Update the lines from the one containing "If you would be willing to indicate the river" through the end of the lines, replacing "photo" with "image" and leaving everything else as it is. Omit the pictures from your answer.
::: Raw data :::
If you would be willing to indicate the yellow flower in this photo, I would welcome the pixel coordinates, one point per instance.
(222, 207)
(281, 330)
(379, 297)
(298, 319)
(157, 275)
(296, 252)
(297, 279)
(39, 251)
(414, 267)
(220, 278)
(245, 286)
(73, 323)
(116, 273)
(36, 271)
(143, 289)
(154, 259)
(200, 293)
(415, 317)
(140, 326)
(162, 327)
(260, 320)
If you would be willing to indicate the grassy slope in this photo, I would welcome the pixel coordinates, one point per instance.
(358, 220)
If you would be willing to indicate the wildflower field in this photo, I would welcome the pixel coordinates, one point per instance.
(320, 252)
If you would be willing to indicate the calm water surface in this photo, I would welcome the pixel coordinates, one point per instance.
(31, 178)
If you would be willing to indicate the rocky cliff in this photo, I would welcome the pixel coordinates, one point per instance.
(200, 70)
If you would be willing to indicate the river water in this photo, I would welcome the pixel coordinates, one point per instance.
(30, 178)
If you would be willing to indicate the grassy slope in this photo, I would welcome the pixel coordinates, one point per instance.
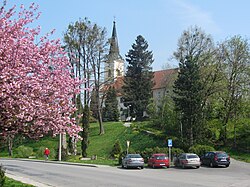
:::
Task response ::
If you would be willing to indicate the river water in this image, I would welcome the pixel coordinates, one point per instance.
(30, 178)
If you would be willing to indicate the grassy slope in this image, I would welcome the pixel coordinates, one point per instance.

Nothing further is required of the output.